___ PASSAGE

For the first trial, the plate was installed at a certain angle and 3-5 rounds were fired. If the penetration was not achieved, the angle would be decreased by 10 degrees and the next volley was fired. The angle would continue decreasing until a penetration was achieved. If the plate was placed vertically and still could not be penetrated, a larger caliber was used.

The following ammunition were used:
  • 2 cm PzGr fired from the Flak 30 for 16-30 mm thick armour.
  • 3.7 cm PzGr fired from the anti-tank gun for 35-50 mm thick armour fired from 100 meters.
  • 5 cm PzGr 39 from the 5 cm Pak L/70 (likely a typo in the translation) for 55-80 mm thick armour fired from 100 meters.
  • 7.5 cm PzGr 39 from the Pak 40 for 85-120 mm thick armour fired from 100 meters.
  • 7.5 cm PzGr 39 from the Pak 40 for 165-200 mm armour fired from 100 meters.
No data exists for the 125-160 mm range. For the 180 mm plate the OKH had a special requirement: at normal only one penetration with the PzGr 39 without cracks or spalling is permissible. It is not likely the the Pak 40 was actually used, the 7.5 cm Pak 42 L/70 is a more likely candidate.

According to existing data, in the second quarter of 1944 more than 30% of batches failed the first trials, 15% failed the second trials, and about 8% failed the third trials. The biggest cause of failure was spalling. This result forced the Germans to develop preliminary methods of checking metal quality. Attempts were made at several factories.


Results of firing 85 mm sharp-tipped shells at the side armour of a Tiger Ausf.E tank (83 mm). Spalling can be seen.

Ballistic tests of German armour were performed many times in the USSR. Let us study the results of the trials performed jointly by the Mariupol factory and Moscow branch of the TsNII-48. The plates were installed at normal, 30 degrees, 45 degrees, and 60 degrees. The 45 mm gun was used to test 40 mm thick armour, 60 and 80 mm thick armour was tested with the 76 mm divisional gun, 80 and 100 mm thick armour was tested with the 85 mm gun.

21 plates were tested in total. The limit of rear damage (PTP) and limit of complete penetration (PSP) were established. The results of the trials, presented in the NII-48 report, confirm the above conclusions made in other tests.
40 mm thick plates:
The biggest difference in the PTP and PSP took place during firing at normal. The difference in  PTP was 82 m/s, the difference in PSP was 55 m/s. All three plates have almost identical chemical composition and hardness. The different toughness can be explained by the quality of heat treatment. The plate that showed the best results (rear of Panther tank #2)  had a fibrous fracture. The plate that showed medium results (front sloped roof from Tiger tank #2) had a dry fracture, and the worst performing plate (rear of Panther tank #1) had a fibrous fracture with small crystalline traces. Two plates out of three tested at normal had four cases of spalling from the rear side, one of which was excessively large (4 calibers).

______

#### SHORT TASK A
Reproduce the records without any change, starting at the line with "Can you see the woman's face?" and continuing through the end of the records.

___ SOURCE DATA

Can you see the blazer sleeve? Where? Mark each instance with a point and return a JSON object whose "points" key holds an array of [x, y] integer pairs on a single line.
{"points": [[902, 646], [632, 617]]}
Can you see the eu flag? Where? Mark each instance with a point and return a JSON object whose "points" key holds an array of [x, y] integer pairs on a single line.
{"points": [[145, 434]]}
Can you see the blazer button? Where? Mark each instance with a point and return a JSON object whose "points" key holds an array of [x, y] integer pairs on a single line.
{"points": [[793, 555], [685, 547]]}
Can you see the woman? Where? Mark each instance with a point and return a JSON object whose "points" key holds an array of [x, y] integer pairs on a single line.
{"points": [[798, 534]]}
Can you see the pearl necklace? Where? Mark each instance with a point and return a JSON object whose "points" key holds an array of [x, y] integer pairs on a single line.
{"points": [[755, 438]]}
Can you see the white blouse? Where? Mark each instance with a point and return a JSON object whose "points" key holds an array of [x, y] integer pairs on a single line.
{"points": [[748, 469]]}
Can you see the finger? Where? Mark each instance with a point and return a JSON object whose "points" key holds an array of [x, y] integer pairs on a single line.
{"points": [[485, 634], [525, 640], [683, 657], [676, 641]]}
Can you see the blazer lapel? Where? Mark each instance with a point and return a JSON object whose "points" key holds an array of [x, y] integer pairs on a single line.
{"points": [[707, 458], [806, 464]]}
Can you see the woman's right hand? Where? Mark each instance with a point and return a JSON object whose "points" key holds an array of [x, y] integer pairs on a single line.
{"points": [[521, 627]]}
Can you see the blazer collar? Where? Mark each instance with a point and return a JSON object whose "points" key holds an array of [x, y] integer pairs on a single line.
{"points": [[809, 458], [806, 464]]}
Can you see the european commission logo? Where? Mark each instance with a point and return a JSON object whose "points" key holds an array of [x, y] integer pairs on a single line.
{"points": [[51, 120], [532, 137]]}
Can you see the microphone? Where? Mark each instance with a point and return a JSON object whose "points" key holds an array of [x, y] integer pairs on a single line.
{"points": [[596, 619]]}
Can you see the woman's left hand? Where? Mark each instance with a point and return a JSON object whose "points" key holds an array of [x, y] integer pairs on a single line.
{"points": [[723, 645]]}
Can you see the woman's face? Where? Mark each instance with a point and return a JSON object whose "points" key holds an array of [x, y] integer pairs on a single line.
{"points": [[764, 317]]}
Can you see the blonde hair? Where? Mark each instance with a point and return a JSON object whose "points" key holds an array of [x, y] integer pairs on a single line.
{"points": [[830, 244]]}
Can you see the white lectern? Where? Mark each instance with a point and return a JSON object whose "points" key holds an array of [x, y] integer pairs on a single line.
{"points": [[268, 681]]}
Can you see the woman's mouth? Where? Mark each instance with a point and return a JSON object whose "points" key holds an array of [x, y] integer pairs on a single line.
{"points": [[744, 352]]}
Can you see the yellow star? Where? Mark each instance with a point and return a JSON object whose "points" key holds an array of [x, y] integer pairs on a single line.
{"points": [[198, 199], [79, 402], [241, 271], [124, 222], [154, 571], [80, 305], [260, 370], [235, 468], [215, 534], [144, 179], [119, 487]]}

______

#### SHORT TASK B
According to the passage on German armour trials, what share of batches failed the first trials in the second quarter of 1944?

#### EXERCISE OUTPUT A
Can you see the woman's face? Where? Mark each instance with a point and return a JSON object whose "points" key holds an array of [x, y] integer pairs on a single line.
{"points": [[764, 317]]}
Can you see the blonde hair? Where? Mark each instance with a point and return a JSON object whose "points" key holds an array of [x, y] integer pairs on a single line.
{"points": [[830, 244]]}
Can you see the white lectern? Where? Mark each instance with a point and return a JSON object whose "points" key holds an array of [x, y] integer pairs on a single line.
{"points": [[268, 681]]}
Can you see the woman's mouth? Where? Mark each instance with a point and return a JSON object whose "points" key holds an array of [x, y] integer pairs on a single line.
{"points": [[744, 352]]}
Can you see the yellow star? Where? Mark each instance with a point and return a JSON object whose "points" key holds an array of [x, y] integer pairs on a single line.
{"points": [[198, 199], [79, 402], [241, 271], [124, 222], [154, 571], [80, 305], [260, 370], [235, 468], [215, 534], [144, 179], [119, 487]]}

#### EXERCISE OUTPUT B
More than 30% of batches failed the first trials.